**INSTRUCTIONS FOR THE TASK:** Locate the line containing "cloud and record integer pixel coordinates." in the material below; repeat it and every line after it, exactly as written.

**RECORDED DATA:**
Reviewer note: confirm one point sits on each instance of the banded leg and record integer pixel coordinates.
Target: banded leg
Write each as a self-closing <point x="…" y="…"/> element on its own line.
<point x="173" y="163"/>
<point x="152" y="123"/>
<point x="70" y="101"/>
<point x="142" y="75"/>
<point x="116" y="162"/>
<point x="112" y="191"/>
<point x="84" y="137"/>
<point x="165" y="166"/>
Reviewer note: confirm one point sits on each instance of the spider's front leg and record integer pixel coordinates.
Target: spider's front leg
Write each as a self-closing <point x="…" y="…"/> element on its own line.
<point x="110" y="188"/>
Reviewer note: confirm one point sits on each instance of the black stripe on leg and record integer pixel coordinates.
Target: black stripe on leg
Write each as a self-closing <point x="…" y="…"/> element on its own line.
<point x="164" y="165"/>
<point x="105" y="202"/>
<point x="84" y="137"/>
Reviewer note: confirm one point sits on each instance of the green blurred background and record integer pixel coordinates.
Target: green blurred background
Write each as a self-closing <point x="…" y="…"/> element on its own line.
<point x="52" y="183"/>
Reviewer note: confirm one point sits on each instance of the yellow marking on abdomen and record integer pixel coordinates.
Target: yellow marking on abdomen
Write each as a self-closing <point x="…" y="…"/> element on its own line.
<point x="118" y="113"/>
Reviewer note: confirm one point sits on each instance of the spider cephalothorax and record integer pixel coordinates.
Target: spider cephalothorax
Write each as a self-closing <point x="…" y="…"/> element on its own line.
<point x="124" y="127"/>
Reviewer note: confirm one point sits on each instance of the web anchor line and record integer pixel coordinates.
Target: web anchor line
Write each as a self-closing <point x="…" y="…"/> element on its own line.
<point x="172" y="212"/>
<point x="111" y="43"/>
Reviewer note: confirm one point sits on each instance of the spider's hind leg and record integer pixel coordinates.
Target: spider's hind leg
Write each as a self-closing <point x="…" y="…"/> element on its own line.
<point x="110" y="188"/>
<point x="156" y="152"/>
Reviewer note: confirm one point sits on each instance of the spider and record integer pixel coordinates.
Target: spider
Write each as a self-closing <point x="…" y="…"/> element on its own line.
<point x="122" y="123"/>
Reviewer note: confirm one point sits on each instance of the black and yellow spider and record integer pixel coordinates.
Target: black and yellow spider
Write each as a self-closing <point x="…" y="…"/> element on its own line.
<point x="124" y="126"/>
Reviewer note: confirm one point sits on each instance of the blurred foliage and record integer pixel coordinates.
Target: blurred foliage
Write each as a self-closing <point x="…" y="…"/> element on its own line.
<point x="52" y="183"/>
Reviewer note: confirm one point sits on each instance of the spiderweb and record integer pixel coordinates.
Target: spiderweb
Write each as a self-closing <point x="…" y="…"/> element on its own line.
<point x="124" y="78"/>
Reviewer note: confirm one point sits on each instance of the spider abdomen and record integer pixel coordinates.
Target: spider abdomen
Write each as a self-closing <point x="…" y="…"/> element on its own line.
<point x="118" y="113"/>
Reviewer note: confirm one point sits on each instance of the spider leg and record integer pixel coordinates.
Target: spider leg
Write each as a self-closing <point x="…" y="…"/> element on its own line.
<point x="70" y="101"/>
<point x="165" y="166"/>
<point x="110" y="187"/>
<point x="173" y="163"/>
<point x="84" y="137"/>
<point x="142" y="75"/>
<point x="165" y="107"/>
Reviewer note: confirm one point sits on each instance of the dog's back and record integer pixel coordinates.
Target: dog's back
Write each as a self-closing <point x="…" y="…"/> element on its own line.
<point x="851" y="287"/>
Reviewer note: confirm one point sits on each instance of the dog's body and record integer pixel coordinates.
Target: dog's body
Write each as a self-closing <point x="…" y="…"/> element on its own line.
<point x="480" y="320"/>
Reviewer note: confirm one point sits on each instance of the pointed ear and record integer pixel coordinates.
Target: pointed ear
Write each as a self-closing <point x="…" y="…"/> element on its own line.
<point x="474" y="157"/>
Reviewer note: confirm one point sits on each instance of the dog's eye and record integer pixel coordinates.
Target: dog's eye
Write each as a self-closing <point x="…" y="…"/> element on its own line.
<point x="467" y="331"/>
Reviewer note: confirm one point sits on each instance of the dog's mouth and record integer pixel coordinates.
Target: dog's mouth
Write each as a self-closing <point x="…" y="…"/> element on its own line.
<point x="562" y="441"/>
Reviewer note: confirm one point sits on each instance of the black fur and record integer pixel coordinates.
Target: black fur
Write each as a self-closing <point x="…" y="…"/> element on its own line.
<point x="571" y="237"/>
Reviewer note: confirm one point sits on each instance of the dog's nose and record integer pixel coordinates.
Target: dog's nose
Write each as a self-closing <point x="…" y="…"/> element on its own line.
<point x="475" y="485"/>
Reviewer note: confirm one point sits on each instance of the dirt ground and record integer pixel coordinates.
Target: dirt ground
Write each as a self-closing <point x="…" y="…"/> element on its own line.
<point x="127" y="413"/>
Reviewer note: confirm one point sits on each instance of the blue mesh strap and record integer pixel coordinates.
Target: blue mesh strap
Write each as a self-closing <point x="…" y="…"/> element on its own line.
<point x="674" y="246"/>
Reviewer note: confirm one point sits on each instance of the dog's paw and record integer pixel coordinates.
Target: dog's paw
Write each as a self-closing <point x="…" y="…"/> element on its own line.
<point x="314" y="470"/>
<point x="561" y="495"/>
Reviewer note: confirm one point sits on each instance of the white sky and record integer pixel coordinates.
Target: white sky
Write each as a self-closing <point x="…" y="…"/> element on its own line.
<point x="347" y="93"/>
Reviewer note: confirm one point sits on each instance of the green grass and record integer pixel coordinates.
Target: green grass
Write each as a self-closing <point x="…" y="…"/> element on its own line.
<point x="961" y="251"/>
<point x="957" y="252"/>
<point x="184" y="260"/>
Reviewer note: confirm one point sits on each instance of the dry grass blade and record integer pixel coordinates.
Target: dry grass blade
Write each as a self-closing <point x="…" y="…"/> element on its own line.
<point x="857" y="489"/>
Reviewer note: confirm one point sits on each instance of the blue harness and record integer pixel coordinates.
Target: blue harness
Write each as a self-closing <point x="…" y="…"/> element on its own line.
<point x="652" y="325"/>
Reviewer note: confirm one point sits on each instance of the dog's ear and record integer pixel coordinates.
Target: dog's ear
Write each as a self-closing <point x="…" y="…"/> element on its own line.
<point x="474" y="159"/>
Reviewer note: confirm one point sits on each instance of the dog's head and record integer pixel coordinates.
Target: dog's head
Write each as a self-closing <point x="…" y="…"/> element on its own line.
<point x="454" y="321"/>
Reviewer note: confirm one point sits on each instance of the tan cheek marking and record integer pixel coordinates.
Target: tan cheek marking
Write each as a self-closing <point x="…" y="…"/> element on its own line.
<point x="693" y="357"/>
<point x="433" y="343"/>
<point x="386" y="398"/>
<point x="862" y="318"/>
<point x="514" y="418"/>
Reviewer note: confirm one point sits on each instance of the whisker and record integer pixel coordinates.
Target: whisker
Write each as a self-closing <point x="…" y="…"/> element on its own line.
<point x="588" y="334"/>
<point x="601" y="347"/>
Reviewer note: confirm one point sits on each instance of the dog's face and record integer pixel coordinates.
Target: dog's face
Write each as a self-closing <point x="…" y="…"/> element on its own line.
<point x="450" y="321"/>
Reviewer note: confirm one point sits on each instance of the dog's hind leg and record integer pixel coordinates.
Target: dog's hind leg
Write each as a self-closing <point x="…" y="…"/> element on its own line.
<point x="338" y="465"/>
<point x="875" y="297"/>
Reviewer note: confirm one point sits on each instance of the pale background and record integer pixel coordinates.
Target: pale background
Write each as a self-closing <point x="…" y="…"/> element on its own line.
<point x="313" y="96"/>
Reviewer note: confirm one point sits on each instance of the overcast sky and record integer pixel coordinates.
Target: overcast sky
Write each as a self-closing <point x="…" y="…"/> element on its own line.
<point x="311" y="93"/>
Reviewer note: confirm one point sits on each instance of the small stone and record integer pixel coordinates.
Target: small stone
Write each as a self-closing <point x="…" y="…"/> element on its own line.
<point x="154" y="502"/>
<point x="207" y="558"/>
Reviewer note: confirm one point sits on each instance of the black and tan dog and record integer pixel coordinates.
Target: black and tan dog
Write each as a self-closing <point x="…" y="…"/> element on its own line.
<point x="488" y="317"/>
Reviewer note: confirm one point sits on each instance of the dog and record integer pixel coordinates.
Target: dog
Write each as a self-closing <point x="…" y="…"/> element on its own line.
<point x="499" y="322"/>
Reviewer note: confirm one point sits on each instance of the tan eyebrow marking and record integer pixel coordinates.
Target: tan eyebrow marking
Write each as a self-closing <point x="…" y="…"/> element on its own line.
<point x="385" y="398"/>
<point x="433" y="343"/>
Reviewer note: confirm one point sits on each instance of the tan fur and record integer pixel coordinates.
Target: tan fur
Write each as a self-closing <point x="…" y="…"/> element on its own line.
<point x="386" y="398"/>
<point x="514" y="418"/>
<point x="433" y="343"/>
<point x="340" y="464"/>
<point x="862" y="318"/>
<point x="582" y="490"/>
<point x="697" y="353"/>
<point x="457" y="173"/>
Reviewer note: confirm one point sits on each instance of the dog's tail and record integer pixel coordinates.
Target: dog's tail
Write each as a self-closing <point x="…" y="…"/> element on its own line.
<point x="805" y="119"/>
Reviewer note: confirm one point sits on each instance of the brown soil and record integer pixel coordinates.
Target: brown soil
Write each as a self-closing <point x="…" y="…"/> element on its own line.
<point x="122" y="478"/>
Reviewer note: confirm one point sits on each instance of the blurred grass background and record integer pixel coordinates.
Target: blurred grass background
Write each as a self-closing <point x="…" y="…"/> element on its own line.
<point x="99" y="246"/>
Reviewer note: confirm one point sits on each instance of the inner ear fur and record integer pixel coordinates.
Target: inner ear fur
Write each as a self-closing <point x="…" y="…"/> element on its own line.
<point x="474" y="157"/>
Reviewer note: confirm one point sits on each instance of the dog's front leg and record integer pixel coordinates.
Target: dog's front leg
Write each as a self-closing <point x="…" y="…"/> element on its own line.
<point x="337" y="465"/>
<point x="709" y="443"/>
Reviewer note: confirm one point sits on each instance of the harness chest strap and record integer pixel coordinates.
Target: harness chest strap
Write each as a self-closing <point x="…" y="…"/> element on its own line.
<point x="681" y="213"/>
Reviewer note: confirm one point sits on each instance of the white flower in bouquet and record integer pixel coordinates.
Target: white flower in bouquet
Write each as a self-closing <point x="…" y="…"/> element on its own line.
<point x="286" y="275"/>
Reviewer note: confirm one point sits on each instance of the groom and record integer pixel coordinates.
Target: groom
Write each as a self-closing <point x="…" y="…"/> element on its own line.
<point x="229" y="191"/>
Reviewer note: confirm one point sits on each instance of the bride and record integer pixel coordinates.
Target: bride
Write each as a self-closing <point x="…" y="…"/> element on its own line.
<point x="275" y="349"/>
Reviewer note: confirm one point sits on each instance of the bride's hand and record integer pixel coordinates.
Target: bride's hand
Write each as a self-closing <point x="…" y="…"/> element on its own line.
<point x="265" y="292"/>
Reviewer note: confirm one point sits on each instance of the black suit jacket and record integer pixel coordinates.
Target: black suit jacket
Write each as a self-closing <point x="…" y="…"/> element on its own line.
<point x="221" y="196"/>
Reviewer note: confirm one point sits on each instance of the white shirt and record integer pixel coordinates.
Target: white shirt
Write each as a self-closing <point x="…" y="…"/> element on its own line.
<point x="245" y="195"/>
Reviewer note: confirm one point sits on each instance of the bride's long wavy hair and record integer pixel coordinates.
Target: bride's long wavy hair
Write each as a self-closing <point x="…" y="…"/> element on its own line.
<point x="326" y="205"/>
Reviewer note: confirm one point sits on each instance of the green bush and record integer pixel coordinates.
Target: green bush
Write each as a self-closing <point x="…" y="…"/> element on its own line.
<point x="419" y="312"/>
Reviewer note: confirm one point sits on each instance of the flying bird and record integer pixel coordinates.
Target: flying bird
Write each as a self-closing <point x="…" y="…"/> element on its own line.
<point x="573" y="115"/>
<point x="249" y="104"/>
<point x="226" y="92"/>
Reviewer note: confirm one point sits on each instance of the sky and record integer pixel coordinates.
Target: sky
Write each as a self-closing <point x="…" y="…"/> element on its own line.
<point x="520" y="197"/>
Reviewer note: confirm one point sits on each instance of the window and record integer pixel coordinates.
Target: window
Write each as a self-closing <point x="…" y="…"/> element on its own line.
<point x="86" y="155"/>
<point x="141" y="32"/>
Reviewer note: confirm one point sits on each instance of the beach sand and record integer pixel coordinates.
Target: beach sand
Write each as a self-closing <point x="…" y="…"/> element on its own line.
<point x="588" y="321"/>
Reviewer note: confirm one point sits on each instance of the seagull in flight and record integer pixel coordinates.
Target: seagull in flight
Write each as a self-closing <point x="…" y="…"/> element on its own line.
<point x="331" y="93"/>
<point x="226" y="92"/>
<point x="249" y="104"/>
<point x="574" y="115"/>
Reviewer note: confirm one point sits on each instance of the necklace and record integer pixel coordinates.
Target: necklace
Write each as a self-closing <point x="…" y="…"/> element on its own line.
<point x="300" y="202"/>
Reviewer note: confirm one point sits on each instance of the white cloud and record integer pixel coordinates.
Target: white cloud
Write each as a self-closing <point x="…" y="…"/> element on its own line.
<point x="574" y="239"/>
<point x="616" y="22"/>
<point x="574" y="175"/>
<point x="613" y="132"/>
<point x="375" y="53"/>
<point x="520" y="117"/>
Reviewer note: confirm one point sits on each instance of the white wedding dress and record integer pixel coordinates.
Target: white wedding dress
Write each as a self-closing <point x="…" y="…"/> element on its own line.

**SOLUTION BELOW:**
Reviewer note: confirm one point sits on each instance of the white cloud and record integer pixel coordinates.
Target: white cloud
Write each as a self-closing <point x="…" y="…"/> element on its own line.
<point x="574" y="239"/>
<point x="616" y="22"/>
<point x="574" y="175"/>
<point x="613" y="132"/>
<point x="375" y="53"/>
<point x="520" y="117"/>
Reviewer note: confirm one point sits on each instance of the white wedding dress and record integer pixel coordinates.
Target: white wedding dress
Write each as a self-closing <point x="…" y="…"/> element on its own line.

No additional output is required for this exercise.